### Exercise text
During the quarter, CVR Partners redeemed the remaining $65 million of 2023 9.25% senior notes outstanding, completing its targeted $95 million debt reduction plan. With the refinancing of the senior notes in June of 2021 and the $95 million debt paydown, the annual debt service costs at CVR Partners will be reduced by approximately $26 million per year, a reduction of over 40%. Looking ahead to the second quarter of 2021, for our petroleum segment, we estimate total throughput to be approximately 195,000-210,000 barrels per day. We expect total direct operating expenses to range between $95 million and $100 million, and total capital spending to be between $30 million and $40 million.
For the fertilizer segment, we estimate our second quarter 2022 ammonia utilization rate to be between 92%-97%, direct operating expenses to be approximately $55 million-$60 million, excluding inventory and turnaround impacts, and total capital spending to be between $12 million-$17 million. For renewables, we estimate second quarter 2022 total throughput to be approximately 3,500-4,500 barrels per day, and direct operating expenses to be between $2 million-$4 million. With that, Dave, I will turn it back over to you.
Thank you, Dane. In summary, refining market fundamentals have improved considerably since the beginning of the year, with the conflict in Ukraine further tightening what was already becoming a tight market. In the United States, refined product demand is essentially in line with five-year average levels, while inventories for gasoline distillate jet fuel are nearly 10% below five-year averages. Exports of refined products have increased over the past month to over 2.5 million barrels a day, an increase of over 1 million barrels per day from the beginning of the year. As we approach the summer driving season and a fairly heavy maintenance period for the industry in the second half of the year, we believe the near-term outlook for refined products is constructive.
The combination of natural gas advantage of the U.S. versus Europe and Asia, the loss of Russian distillate exports, and the rationalization of global refining capacity has resulted in significantly improved cracks, particularly diesel cracks, despite near record high RIN prices. With the MidCon, demand for gasoline and diesel is in line with pre-COVID levels, and inventories have tightened since the beginning of the year, which has significantly improved the basis in the Group Three. Distillate inventories in the Magellan system are nearly 25% below the five-year average levels, pushing Group Three distillate cracks to near $60 per barrel for the month of April. We are also seeing a pickup in the drilling activity in our gathering area. Supply chain issues remain a constraint on the faster ramp-up of new drilling, but we're encouraged to see the level of interest increasing.
As I've stated a number of times, the key to sustained widening of the Brent-WTI differentials is an increase in shale oil production in the United States. With conversations starting to turn to the need for U.S. energy independence and a call for increased domestic crude production, we believe our assets are well-positioned to benefit from higher shale oil production. The outlook for the fertilizer business continues to be very positive also. The conflict in Ukraine is further tightening the market that was already struggling with low inventories and supply issues since the fall. With low fertilizer inventories in the United States, ongoing export constraints from China and Russia, and Europe continuing to face high energy costs that are driving up the cost of fertilizer production, we do not see an easy fix for fertilizer supply issues in the near term.

### Region pointing data
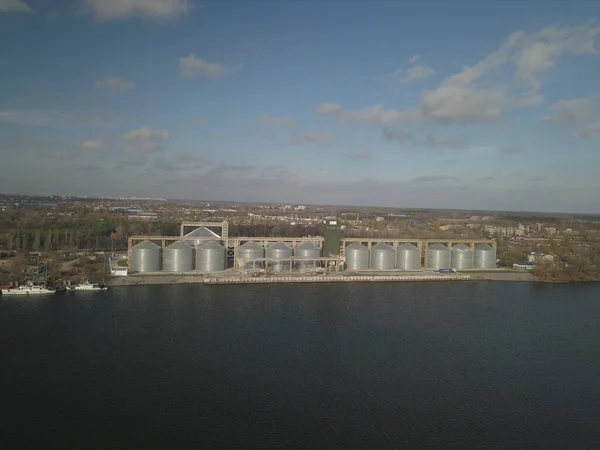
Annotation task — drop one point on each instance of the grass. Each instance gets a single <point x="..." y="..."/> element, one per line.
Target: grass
<point x="493" y="271"/>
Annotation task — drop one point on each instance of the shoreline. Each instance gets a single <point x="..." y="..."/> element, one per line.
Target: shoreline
<point x="372" y="277"/>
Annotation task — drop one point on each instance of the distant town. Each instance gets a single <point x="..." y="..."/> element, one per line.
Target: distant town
<point x="70" y="238"/>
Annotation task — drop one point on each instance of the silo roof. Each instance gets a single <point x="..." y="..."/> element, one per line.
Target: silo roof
<point x="202" y="232"/>
<point x="280" y="246"/>
<point x="179" y="244"/>
<point x="146" y="245"/>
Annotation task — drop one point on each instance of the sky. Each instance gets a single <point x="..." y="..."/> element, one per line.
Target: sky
<point x="428" y="104"/>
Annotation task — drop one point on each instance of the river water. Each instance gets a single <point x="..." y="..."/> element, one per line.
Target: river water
<point x="438" y="365"/>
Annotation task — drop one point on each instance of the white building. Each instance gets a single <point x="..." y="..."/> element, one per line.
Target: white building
<point x="537" y="257"/>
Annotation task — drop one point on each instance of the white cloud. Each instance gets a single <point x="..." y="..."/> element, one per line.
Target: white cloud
<point x="114" y="84"/>
<point x="437" y="142"/>
<point x="319" y="138"/>
<point x="147" y="133"/>
<point x="541" y="50"/>
<point x="363" y="154"/>
<point x="429" y="178"/>
<point x="374" y="115"/>
<point x="591" y="131"/>
<point x="528" y="100"/>
<point x="105" y="10"/>
<point x="267" y="119"/>
<point x="459" y="100"/>
<point x="394" y="134"/>
<point x="32" y="117"/>
<point x="459" y="104"/>
<point x="193" y="66"/>
<point x="143" y="147"/>
<point x="14" y="6"/>
<point x="328" y="109"/>
<point x="413" y="73"/>
<point x="571" y="112"/>
<point x="93" y="144"/>
<point x="231" y="169"/>
<point x="514" y="150"/>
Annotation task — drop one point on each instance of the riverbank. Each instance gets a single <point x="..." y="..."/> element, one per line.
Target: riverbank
<point x="235" y="277"/>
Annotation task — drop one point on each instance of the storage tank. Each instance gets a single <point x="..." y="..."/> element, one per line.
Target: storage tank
<point x="438" y="257"/>
<point x="210" y="257"/>
<point x="146" y="257"/>
<point x="251" y="250"/>
<point x="357" y="257"/>
<point x="307" y="250"/>
<point x="383" y="257"/>
<point x="484" y="257"/>
<point x="408" y="257"/>
<point x="462" y="257"/>
<point x="179" y="257"/>
<point x="279" y="251"/>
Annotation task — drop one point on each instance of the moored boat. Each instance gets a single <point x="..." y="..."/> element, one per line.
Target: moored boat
<point x="28" y="289"/>
<point x="85" y="285"/>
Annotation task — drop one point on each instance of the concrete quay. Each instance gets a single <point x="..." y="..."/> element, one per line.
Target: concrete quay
<point x="217" y="280"/>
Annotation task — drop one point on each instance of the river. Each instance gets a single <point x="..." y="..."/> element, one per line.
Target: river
<point x="438" y="365"/>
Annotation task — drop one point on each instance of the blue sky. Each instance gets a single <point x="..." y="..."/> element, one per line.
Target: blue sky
<point x="462" y="104"/>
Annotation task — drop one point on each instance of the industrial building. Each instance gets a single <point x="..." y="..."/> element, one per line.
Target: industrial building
<point x="203" y="251"/>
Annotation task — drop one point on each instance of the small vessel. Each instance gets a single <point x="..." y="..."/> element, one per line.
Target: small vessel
<point x="85" y="285"/>
<point x="28" y="289"/>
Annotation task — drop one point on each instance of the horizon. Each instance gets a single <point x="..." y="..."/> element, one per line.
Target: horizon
<point x="478" y="107"/>
<point x="319" y="205"/>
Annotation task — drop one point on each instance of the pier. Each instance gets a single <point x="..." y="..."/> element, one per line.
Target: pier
<point x="214" y="280"/>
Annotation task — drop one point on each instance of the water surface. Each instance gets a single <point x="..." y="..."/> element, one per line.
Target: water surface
<point x="439" y="365"/>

### Problems to solve
**1.** Decide whether each statement agrees with the earnings call text, answering yes or no and quoting the deciding words. (a) CVR Partners' targeted debt reduction plan totaled $95 million. (b) Exports of refined products fell over the past month. (c) Distillate inventories in the Magellan system are above five-year average levels.
**2.** According to the earnings call text, what is the key to sustained widening of the Brent-WTI differentials?
**3.** Quote the earnings call text, starting with "As I've stated" and going on through "the near term.".

### Responses by item number
**1.**
(a) Yes: "completing its targeted $95 million debt reduction plan"
(b) No: "Exports of refined products have increased over the past month to over 2.5 million barrels a day"
(c) No: "Distillate inventories in the Magellan system are nearly 25% below the five-year average levels"

**2.** An increase in shale oil production in the United States.

**3.**
As I've stated a number of times, the key to sustained widening of the Brent-WTI differentials is an increase in shale oil production in the United States. With conversations starting to turn to the need for U.S. energy independence and a call for increased domestic crude production, we believe our assets are well-positioned to benefit from higher shale oil production. The outlook for the fertilizer business continues to be very positive also. The conflict in Ukraine is further tightening the market that was already struggling with low inventories and supply issues since the fall. With low fertilizer inventories in the United States, ongoing export constraints from China and Russia, and Europe continuing to face high energy costs that are driving up the cost of fertilizer production, we do not see an easy fix for fertilizer supply issues in the near term.